(CONSIGNES):
[A] Retouchez l'extrait choisi : recopiez tout ce qui va de « Peut-être que tu m’en » jusqu'à « puissions nous revoir. », en remplaçant « lettre » par « missive ».
[B] Dans l'extrait choisi, quel nom est inscrit sur la porte de la chambre ?
[C] Poursuivez la lettre adressée à Alice en reprenant après sa dernière phrase.

(EXTRAIT CHOISI):
━━━━━━━━━━
| ## Mer 15 Fév 2017 - 0:15 | |
Messages : 628 Date d'inscription : 07/05/2016 Age : 25 Emploi/loisirs : En apprentissage de la vie, je crois. Humeur : Erm... On fait ce qu'on peut?
| Il est temps de la lui apporter. Cela fait depuis mi-décembre que je me cache et l’évite, cela ne sert plus à rien d’attendre. Je relis une dernière fois la lettre et déglutis. Pourquoi ? STOP. Arrêter de se poser des questions. Agir. Je me lève et enfile une paire de chaussures avant de rejoindre le dortoir des Terres en priant pour ne pas la croiser. Jour de chance, je parviens jusqu’à sa chambre sans dommages. Je m’arrête devant la porte. « Alice Borges ». Ma douce… Nooon il ne faut pas que je traine sinon elle risque de sortir. Ou d’arriver. Enfin elle risque de me voir. Je glisse rapidement la lettre sous la porte et fais demi-tour, retournant à ma chambre aussi vite que je suis venue. J’espère que j’ai fait le bon choix… J’espère, si vous saviez à quel point… La fumée de ma cigarette s’échappe par ma fenêtre alors que je sens mon cœur se serrer. J’ai moi-même du mal à comprendre si j’ai dit à Alice que je l’aimais ou non, si je lui ai dit que je voulais une relation ou non… Tout est vague. Trop vague. Mais au moins, elle sait qui je suis. N’est-ce pas ? - « All that's left is the proof that love's not only blind but deaf »:
« Bonsoir ma douce, comment vas-tu ?
C’est un peu idiot de commencer cette lettre ainsi, n’est-ce pas ? Je t’ai laissée seule au milieu de la nuit il y a presque un mois, et tout ce par quoi je commence est « comment vas-tu ? ».
Peut-être que tu m’en veux. Peut-être que tu n’as pas même l’envie de recevoir des nouvelles de moi. Peut-être qu’avec cette lettre, je vais simplement t’énerver. J’ai mis du temps à montrer signe de vie… Pourtant, j’en avais envie. Mais je ne savais pas comment. Je ne savais pas quoi faire.
Alors j’ai décidé de t’écrire. Je pensais que les mots viendraient plus facilement à l’écrit… mais pas du tout. Je ne savais par où commencer. Il y a trop de choses que tu dois savoir avant que nous ne puissions nous revoir.
Je ne sais pas ce que je ressens pour toi, Alice. Il y a quelque chose mais cela m’est totalement inconnu. Je n’ai jamais connu d’autre amour que celui d’un père aujourd’hui mort. Et je n’ai jamais donné d’autre amour que celui que je lui offrais. J’ai connu les relations sales, celles qui te pourrissent, tu sais ? A mes yeux, l’amour non malsain est inexistant. Toi, tu dois savoir aimer d’une manière pure, j’en suis convaincue. Mais moi…
Je suis sale, ma douce. Abimée par des dizaines de mains qui se posaient chaque jour sur moi, par ces corps inconnus que je déshabillais, par ces lèvres qui effleuraient ma peau, me goûtaient puis me jetaient. Je n’ai compris qu’il y a peu que je le vendais, mon corps. Je le troquais pour avoir chaud, pour ne pas avoir faim. Mais tu me diras, c’est de famille la prostitution…
Ma mère en était une véritable, de prostituée. En était ? En est. Ou pas. Je ne sais pas aujourd’hui ce qu’elle fait.
━━━━━━━━━━
(LIGNES FOURNIES):
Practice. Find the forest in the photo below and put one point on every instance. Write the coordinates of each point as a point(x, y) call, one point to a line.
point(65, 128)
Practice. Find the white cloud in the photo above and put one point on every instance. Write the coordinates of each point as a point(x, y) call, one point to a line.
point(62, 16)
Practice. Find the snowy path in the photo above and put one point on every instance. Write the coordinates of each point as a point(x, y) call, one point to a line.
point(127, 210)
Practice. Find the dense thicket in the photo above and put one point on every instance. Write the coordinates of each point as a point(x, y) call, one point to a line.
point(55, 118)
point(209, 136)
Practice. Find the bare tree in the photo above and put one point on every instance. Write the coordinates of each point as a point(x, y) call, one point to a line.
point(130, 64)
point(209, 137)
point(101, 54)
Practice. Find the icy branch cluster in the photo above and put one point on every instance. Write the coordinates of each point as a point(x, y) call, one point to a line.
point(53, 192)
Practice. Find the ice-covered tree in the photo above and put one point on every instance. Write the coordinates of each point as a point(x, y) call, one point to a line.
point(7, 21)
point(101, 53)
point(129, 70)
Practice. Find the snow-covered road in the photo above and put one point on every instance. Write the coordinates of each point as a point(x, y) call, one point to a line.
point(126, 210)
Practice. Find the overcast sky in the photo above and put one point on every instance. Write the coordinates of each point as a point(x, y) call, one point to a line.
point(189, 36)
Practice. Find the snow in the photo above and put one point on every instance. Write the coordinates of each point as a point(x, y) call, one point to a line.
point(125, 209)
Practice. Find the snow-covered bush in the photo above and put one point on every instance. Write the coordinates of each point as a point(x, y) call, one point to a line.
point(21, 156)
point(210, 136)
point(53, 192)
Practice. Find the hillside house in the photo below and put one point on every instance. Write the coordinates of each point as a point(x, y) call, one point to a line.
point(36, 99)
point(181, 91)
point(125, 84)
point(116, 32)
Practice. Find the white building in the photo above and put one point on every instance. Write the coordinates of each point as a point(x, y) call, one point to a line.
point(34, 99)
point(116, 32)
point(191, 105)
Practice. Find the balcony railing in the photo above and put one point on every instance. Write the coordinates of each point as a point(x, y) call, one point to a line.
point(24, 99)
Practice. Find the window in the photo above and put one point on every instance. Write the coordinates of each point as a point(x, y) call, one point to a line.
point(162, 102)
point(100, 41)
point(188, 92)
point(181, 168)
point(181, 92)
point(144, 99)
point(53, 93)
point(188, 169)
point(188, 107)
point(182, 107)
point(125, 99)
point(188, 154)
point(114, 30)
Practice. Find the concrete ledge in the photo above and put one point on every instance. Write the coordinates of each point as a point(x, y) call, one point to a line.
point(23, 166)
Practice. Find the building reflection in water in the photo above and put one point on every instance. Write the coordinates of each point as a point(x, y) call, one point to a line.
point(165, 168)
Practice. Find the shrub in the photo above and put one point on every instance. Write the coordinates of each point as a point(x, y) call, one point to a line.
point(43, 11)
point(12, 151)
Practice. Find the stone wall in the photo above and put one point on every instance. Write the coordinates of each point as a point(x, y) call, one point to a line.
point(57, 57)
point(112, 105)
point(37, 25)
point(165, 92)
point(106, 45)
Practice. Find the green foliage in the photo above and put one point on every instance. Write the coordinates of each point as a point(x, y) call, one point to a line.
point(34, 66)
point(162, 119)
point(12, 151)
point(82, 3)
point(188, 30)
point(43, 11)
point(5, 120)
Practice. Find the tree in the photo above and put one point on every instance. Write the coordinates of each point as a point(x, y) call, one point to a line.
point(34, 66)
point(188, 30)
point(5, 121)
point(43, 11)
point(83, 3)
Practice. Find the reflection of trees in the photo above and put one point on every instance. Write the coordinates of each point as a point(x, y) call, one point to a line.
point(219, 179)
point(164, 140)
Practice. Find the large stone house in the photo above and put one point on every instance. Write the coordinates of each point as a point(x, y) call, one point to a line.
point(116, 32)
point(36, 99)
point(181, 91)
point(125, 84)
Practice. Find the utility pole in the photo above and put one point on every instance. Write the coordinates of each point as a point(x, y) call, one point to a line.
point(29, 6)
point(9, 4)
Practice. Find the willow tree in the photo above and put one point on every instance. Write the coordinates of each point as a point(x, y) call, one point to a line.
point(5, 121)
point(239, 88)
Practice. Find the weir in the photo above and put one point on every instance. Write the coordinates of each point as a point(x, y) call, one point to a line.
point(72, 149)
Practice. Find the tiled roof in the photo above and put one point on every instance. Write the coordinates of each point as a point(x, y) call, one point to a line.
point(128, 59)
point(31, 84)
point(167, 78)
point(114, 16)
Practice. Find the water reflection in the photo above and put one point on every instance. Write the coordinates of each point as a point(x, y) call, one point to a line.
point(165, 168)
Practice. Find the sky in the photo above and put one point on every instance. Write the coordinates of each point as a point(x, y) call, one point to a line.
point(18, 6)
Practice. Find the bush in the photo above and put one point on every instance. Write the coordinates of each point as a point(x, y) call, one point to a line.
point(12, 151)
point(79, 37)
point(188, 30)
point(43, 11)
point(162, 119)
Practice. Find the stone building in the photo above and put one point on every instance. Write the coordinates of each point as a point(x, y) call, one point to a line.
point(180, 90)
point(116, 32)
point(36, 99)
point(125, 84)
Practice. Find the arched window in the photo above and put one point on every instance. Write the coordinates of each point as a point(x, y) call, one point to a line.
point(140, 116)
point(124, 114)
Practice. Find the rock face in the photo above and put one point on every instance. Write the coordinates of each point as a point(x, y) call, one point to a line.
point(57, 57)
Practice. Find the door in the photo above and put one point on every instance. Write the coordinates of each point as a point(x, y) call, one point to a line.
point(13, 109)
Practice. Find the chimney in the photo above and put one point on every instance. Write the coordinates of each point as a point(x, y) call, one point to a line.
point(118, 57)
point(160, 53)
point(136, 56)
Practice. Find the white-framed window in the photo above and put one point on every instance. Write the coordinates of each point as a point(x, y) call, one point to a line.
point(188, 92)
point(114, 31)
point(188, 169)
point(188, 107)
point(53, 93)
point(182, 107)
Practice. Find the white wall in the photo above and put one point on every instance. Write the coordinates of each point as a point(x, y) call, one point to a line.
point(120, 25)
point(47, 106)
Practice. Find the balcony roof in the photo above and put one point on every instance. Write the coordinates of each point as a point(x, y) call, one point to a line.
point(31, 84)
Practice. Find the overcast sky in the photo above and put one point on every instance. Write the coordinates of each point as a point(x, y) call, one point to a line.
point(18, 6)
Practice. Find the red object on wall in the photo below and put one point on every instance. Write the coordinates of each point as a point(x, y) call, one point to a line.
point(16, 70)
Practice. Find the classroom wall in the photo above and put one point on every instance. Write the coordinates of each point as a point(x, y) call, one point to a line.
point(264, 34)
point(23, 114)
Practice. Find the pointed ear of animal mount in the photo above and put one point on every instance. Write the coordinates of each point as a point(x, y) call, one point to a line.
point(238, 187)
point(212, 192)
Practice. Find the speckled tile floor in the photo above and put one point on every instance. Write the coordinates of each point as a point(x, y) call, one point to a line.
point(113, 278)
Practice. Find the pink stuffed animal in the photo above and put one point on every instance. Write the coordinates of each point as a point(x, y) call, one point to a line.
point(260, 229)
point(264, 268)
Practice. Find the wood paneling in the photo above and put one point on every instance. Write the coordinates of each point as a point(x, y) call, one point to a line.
━━━━━━━━━━
(RÉPONSES PAR CONSIGNE):
[A]
Peut-être que tu m’en veux. Peut-être que tu n’as pas même l’envie de recevoir des nouvelles de moi. Peut-être qu’avec cette missive, je vais simplement t’énerver. J’ai mis du temps à montrer signe de vie… Pourtant, j’en avais envie. Mais je ne savais pas comment. Je ne savais pas quoi faire.
Alors j’ai décidé de t’écrire. Je pensais que les mots viendraient plus facilement à l’écrit… mais pas du tout. Je ne savais par où commencer. Il y a trop de choses que tu dois savoir avant que nous ne puissions nous revoir.

[B] « Alice Borges ».

[C]
Enfant d’un noble écossais et d’une fille de joie, le combo parfait.
Je ne sais pratiquement rien d’elle sinon qu’elle est Française et s’appelle Adélaïde Evrard. Elle a eu au moins une autre enfant : Elwynn Evrard. Peut-être l’as-tu rencontrée car oui, elle est aussi à Terrae.
Je ne comprends pas bien le but de cette lettre. Tout te révéler ? Il y a tant que je ne t’ai pas encore dit.
Par exemple, tu dois savoir que tu ne peux pas me toucher. Personne ne peut. Enfin, c’est possible, mais j’en suis malade. Nos câlins finissent par me donner la nausée, et pourtant j’en demande encore. Chaque main qui me touche me fait revivre les viols et attouchements, et pourtant j’ai besoin de tes doigts liés aux miens. Sauf que je ne veux pas te salir. Je n’en ai pas le droit.
J’aimerais te dire de cesser de m’aimer. Mais si je faisais cela, je ne m’en remettrais pas. Je ne me suis jamais cru capable « d’aimer ». Jamais. Pourtant, au fil des mots que j’écris, je découvre cette part en moi. Je ne sais pas quand je pourrai l’accepter. Peut-être jamais ? Tu perdras ton temps avec moi, Alice. Tu dois le savoir. Tu dois en avoir conscience. Notre relation ne serait qu’éclats, que cris, que crises et incertitudes. Il est possible que nous goûtions au bonheur mais… combien de temps ? C’est éphémère, trop éphémère. Trop dangereux. Tout pourrait se briser si vite. Tu pourrais te briser si vite. Mais ces temps-ci, j’ai tellement besoin de quelqu’un à mes côtés… de toi à mes côtés.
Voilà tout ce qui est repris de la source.